BEGIN TEXT EXCERPT

Today we were under a heat and air pollution alert in the St.
Louis Metropolitan area. The hottest temperatures on record
since 1991, and several area ozone monitors exceeded the EPA
maximum standards. This brought me to thinking about the hours
and hours I have spent in closed garages sweating it out with 
killowats of restive ballast and ozone so thick it litterally
choked those who were not acclimated to the foul air.

I am a firm believer that a little ozone is stimulating, and that
this highly reactive gas oxidizes many common air pollutants, but
is that all a coiler is exposed to? Is it really safe to breath
the exhaust gasses from the main system spark gap for long
periods of time in a closed enviroment?


Chemical reactions take place where corona and discharges from
the secondary coil ionize the air. Chemical reactions also take
placed in the arc of the main system spark gap. Most of the
ionization and secondary discharges produce ozone, but the arc at
the main system spark gap is so hot that various nitrogen oxides
are also produced. Rather than try to research all of the
possible physiological effects of these gasses indivually or in
combination, their toxicity levels, etc., I will try to give some
simple guidelines towards common sense prevention, and list some
common symptoms of overexposure.

The first thing that the coiler needs to be aware of is that the
sense of smell becomes accustomed to the presence of these gasses
and that the nose is not an accurate means of determining
exposure levels. I have on many occasions spent hours cooped up
with a coil, performing experiments fairly comfortably, when
someone else walked in from outside and complained bitterly about
the ozone and nitrogen oxide levels being quite toxic. Since the
complainer was a licensed physician who has researched the
medical effects of ozone in high concentrations, I was forced on
more than one occasion to heed the advice to shut down and
ventilate before I resumed spinning the wattmeter.

END TEXT EXCERPT

#### WORK REQUEST:
For each statement, say yes or no as to whether it agrees with the text on coiler exposure to ozone and nitrogen oxides, and quote the text's deciding words: 1. The alert in the St. Louis area came with the hottest temperatures on record since 1991. 2. The arc at the main system spark gap produces only ozone. 3. The sense of smell is a reliable way to judge exposure levels.

BEGIN SOURCE INFORMATION

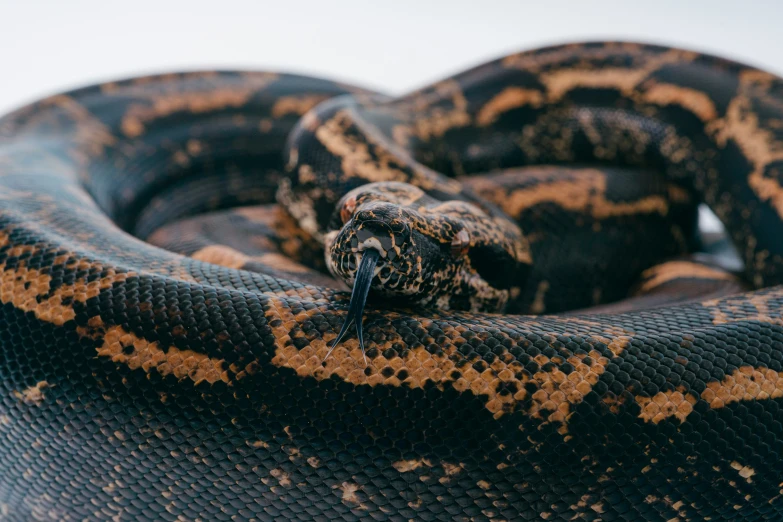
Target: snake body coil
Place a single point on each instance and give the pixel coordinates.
(137, 383)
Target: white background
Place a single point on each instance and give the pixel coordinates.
(394, 45)
(48, 46)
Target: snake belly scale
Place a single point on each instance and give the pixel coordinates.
(137, 383)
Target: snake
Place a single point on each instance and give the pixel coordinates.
(247, 295)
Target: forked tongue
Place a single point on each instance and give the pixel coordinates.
(361, 287)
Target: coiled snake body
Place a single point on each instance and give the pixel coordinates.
(138, 383)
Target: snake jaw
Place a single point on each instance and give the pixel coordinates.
(361, 287)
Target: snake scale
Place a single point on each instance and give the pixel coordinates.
(138, 383)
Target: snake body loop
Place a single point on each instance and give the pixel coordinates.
(191, 382)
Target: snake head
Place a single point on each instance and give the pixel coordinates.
(447, 254)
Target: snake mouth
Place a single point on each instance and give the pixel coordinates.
(361, 287)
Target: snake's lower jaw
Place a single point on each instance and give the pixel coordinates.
(361, 287)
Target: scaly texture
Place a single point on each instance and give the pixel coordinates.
(139, 384)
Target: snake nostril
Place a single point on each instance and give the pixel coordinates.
(388, 232)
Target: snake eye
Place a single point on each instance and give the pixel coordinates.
(346, 213)
(460, 243)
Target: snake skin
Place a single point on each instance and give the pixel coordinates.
(139, 384)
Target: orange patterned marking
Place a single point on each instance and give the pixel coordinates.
(126, 348)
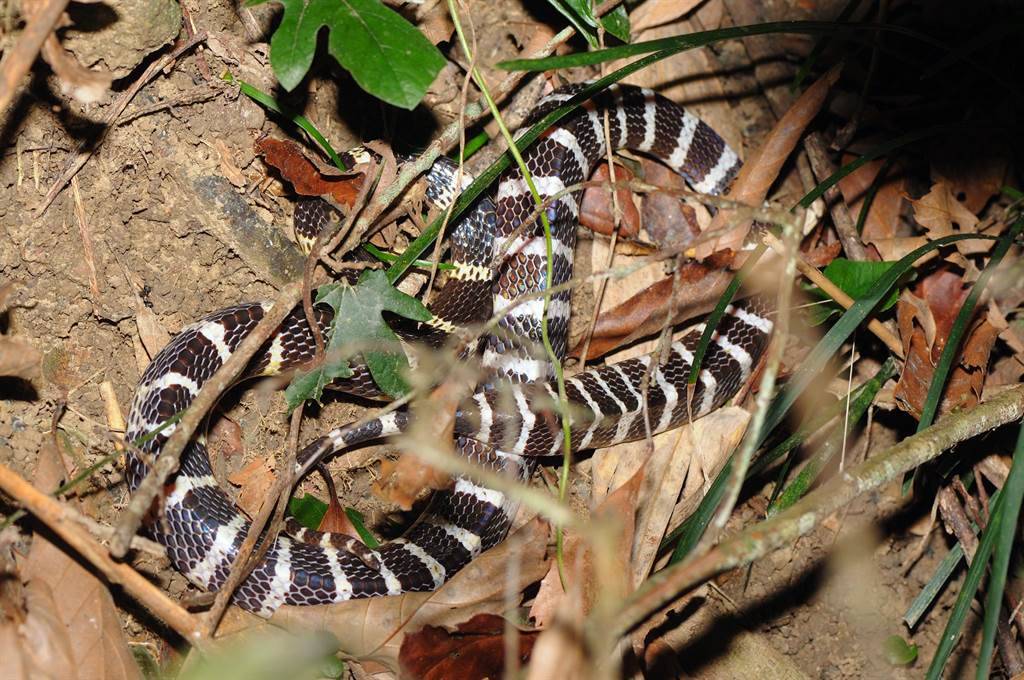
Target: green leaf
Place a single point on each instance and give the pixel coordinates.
(617, 24)
(359, 523)
(358, 326)
(386, 55)
(853, 278)
(308, 510)
(898, 652)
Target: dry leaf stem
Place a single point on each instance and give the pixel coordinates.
(756, 542)
(54, 515)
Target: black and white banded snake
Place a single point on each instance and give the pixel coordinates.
(201, 526)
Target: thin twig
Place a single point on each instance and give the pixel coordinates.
(86, 149)
(823, 168)
(54, 515)
(756, 542)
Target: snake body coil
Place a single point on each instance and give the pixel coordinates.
(508, 422)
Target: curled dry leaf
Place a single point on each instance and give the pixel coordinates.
(255, 480)
(374, 629)
(941, 215)
(925, 322)
(74, 610)
(473, 651)
(597, 212)
(306, 176)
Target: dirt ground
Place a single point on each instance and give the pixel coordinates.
(130, 241)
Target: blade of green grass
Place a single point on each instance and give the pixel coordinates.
(270, 103)
(934, 586)
(1005, 534)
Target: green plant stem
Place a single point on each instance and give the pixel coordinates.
(549, 275)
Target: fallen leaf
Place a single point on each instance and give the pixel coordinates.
(597, 213)
(308, 177)
(473, 651)
(941, 214)
(656, 12)
(74, 611)
(374, 629)
(594, 570)
(925, 321)
(884, 215)
(255, 480)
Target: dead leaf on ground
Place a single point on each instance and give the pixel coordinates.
(308, 177)
(597, 212)
(375, 628)
(941, 215)
(73, 629)
(473, 651)
(594, 571)
(656, 12)
(925, 322)
(254, 481)
(884, 214)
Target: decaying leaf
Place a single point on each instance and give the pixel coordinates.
(474, 650)
(941, 215)
(76, 627)
(255, 480)
(597, 212)
(306, 176)
(374, 629)
(925, 321)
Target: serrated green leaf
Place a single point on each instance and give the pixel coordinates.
(308, 510)
(855, 279)
(387, 56)
(898, 651)
(617, 24)
(358, 324)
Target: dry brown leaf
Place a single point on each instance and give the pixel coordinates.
(70, 602)
(941, 215)
(925, 322)
(656, 12)
(18, 358)
(374, 628)
(883, 216)
(597, 212)
(308, 177)
(254, 481)
(473, 651)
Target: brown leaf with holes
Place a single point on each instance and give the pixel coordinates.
(308, 177)
(884, 214)
(374, 629)
(473, 651)
(72, 622)
(594, 571)
(696, 292)
(925, 321)
(597, 212)
(941, 215)
(255, 480)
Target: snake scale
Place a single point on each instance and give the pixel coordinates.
(507, 423)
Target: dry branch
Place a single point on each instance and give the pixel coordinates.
(53, 514)
(801, 518)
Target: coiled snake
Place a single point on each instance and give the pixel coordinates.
(203, 529)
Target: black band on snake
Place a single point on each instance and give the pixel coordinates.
(202, 528)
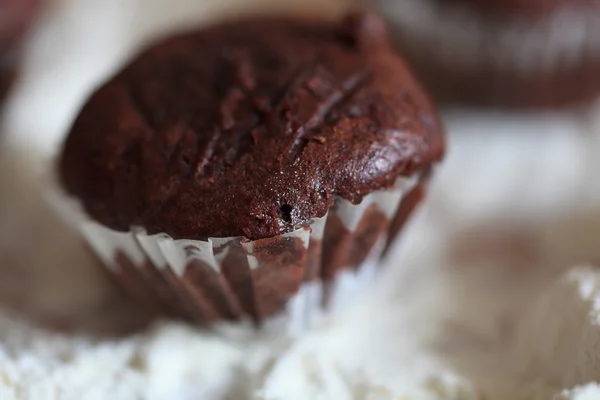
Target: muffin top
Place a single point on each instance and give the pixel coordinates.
(527, 7)
(250, 128)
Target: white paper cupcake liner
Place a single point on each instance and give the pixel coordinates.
(287, 280)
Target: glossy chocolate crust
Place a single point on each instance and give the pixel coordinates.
(250, 128)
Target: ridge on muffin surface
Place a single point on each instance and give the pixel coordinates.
(250, 128)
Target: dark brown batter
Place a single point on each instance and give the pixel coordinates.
(250, 128)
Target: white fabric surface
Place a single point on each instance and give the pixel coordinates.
(487, 295)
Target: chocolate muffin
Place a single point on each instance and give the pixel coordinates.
(15, 17)
(238, 171)
(501, 53)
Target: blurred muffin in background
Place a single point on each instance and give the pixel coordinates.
(501, 53)
(15, 18)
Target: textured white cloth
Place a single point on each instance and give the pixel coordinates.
(479, 299)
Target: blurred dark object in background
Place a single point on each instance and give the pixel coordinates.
(15, 18)
(501, 53)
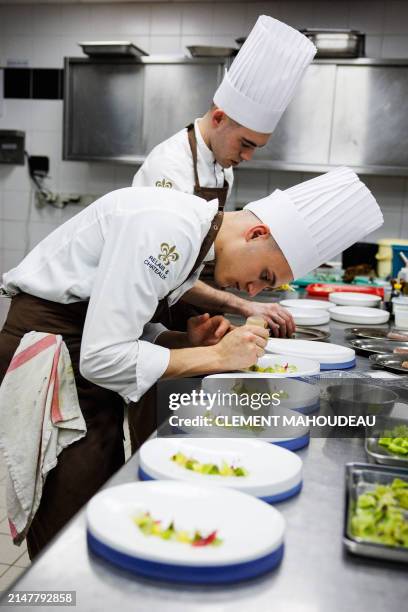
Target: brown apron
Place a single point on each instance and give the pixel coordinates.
(85, 465)
(176, 318)
(142, 415)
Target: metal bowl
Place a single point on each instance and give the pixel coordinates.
(360, 399)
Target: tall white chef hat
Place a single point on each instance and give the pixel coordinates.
(262, 78)
(316, 220)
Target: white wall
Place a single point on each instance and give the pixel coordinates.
(45, 33)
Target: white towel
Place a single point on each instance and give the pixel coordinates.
(39, 417)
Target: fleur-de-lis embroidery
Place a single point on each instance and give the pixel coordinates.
(168, 253)
(164, 183)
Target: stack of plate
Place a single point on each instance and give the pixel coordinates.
(359, 315)
(330, 356)
(249, 532)
(355, 299)
(273, 473)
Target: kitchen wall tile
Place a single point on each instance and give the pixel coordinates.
(76, 21)
(195, 39)
(373, 45)
(47, 20)
(15, 205)
(11, 258)
(229, 19)
(251, 185)
(254, 9)
(367, 18)
(330, 14)
(170, 45)
(100, 177)
(18, 20)
(395, 46)
(47, 52)
(14, 235)
(137, 18)
(197, 19)
(390, 229)
(17, 114)
(299, 14)
(69, 46)
(18, 50)
(72, 176)
(14, 178)
(396, 17)
(124, 176)
(37, 232)
(166, 19)
(46, 115)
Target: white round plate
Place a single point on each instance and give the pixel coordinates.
(306, 304)
(309, 316)
(328, 355)
(250, 530)
(200, 420)
(304, 367)
(294, 394)
(274, 473)
(359, 315)
(354, 299)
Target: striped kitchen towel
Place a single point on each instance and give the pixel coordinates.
(39, 417)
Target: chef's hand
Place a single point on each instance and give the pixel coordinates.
(242, 347)
(204, 330)
(278, 318)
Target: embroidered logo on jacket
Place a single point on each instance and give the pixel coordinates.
(164, 183)
(168, 253)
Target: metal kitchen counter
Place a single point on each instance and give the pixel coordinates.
(316, 575)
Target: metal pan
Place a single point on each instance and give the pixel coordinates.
(207, 51)
(360, 478)
(379, 453)
(371, 333)
(378, 347)
(304, 333)
(389, 362)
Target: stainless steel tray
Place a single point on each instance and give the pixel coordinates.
(207, 51)
(389, 362)
(104, 48)
(304, 333)
(379, 347)
(360, 478)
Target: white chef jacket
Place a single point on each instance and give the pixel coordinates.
(118, 254)
(170, 164)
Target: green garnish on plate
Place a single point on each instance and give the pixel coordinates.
(151, 527)
(211, 469)
(396, 440)
(380, 515)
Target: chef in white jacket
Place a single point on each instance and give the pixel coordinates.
(98, 281)
(199, 159)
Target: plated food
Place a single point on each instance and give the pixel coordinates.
(329, 356)
(150, 528)
(263, 470)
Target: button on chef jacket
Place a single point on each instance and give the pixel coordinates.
(124, 253)
(170, 165)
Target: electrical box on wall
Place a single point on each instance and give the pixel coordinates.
(12, 147)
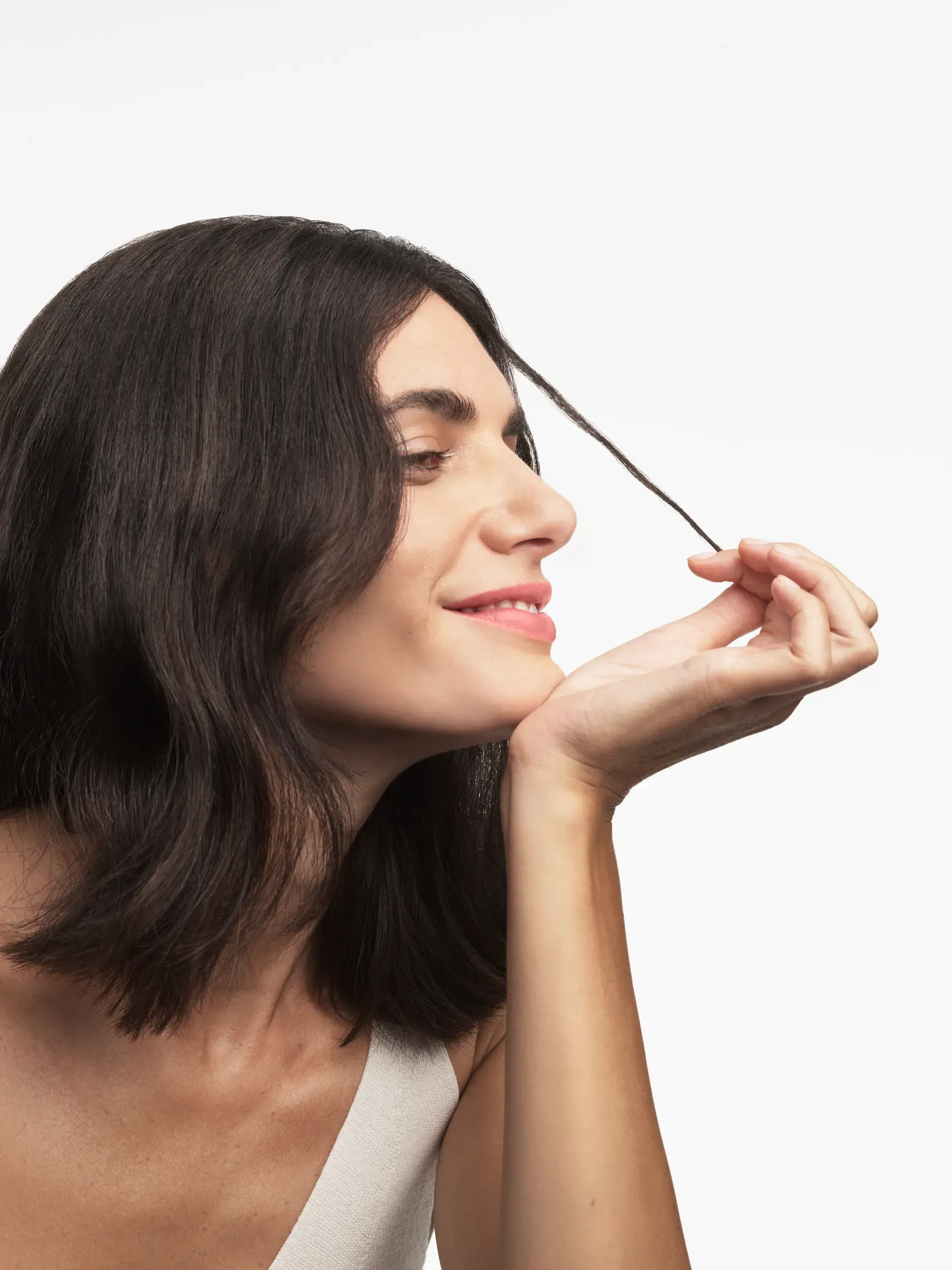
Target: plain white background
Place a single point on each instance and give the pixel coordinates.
(724, 232)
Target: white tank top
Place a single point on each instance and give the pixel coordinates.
(372, 1205)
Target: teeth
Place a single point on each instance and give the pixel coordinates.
(504, 604)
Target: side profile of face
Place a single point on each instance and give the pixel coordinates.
(405, 666)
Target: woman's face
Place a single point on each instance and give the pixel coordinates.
(403, 664)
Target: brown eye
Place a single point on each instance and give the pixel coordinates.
(427, 460)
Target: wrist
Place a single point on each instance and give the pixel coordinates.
(551, 786)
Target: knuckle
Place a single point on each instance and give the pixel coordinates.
(869, 653)
(816, 669)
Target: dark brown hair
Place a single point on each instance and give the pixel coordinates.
(194, 471)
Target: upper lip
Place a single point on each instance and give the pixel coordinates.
(537, 593)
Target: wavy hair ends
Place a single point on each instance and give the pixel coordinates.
(194, 473)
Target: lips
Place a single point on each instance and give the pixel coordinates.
(518, 621)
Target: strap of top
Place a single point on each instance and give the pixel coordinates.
(372, 1205)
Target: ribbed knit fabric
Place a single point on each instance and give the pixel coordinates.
(372, 1207)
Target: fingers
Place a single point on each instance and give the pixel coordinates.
(748, 565)
(809, 628)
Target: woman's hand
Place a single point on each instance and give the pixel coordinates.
(679, 690)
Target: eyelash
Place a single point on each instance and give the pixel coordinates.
(414, 461)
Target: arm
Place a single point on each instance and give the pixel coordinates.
(554, 1160)
(585, 1180)
(579, 1177)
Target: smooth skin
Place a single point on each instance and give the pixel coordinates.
(200, 1149)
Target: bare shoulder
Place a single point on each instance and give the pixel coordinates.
(468, 1055)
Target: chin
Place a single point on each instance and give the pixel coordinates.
(511, 703)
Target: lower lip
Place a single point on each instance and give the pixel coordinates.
(516, 620)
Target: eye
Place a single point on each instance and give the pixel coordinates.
(425, 461)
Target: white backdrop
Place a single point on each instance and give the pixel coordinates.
(724, 230)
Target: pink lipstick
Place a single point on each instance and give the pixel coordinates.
(513, 609)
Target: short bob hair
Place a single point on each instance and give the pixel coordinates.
(196, 471)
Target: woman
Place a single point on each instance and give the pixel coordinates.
(309, 896)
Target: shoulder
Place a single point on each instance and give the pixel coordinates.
(471, 1052)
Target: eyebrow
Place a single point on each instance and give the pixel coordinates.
(453, 407)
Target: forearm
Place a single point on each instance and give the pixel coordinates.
(585, 1180)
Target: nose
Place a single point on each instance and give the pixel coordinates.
(527, 516)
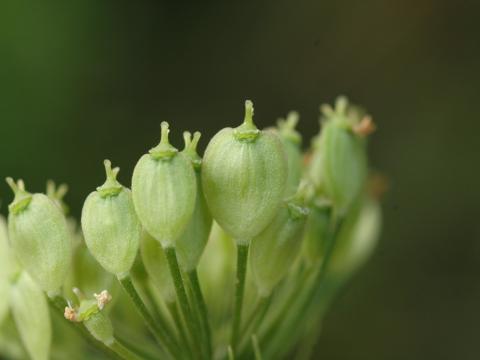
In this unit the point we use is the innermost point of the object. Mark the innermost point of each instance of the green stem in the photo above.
(160, 336)
(242, 256)
(256, 348)
(305, 301)
(177, 319)
(123, 352)
(182, 298)
(202, 307)
(59, 304)
(254, 321)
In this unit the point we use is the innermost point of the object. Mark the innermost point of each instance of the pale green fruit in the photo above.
(217, 271)
(110, 225)
(244, 175)
(31, 314)
(344, 160)
(156, 265)
(100, 326)
(292, 142)
(357, 241)
(316, 233)
(87, 274)
(192, 242)
(39, 237)
(4, 269)
(164, 191)
(275, 249)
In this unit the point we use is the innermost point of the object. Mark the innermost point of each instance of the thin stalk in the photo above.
(159, 315)
(160, 336)
(254, 321)
(182, 298)
(59, 304)
(306, 300)
(242, 256)
(177, 319)
(202, 307)
(123, 352)
(256, 348)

END SOURCE INFORMATION

#### OUTPUT FOR THIS EXERCISE:
1. Yes: "The hottest temperatures on record since 1991"
2. No: "the arc at the main system spark gap is so hot that various nitrogen oxides are also produced"
3. No: "the nose is not an accurate means of determining exposure levels"